* _REQUIREMENTS_: Reproduce the records below line for line, leaving out the pictures.

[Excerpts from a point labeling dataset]
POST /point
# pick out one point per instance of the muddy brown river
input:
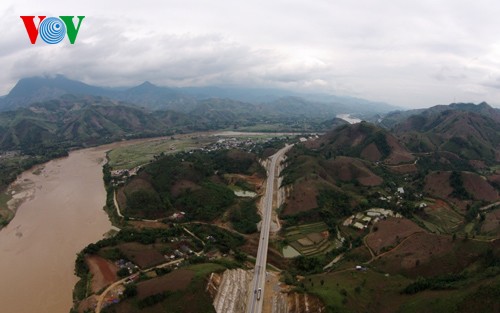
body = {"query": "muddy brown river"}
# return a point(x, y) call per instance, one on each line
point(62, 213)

* _FINISHED TASK_:
POST /point
# pick out one point per instance of the muddy brown river
input:
body = {"query": "muddy brown river"}
# return a point(x, y) call per instance, one on each line
point(62, 213)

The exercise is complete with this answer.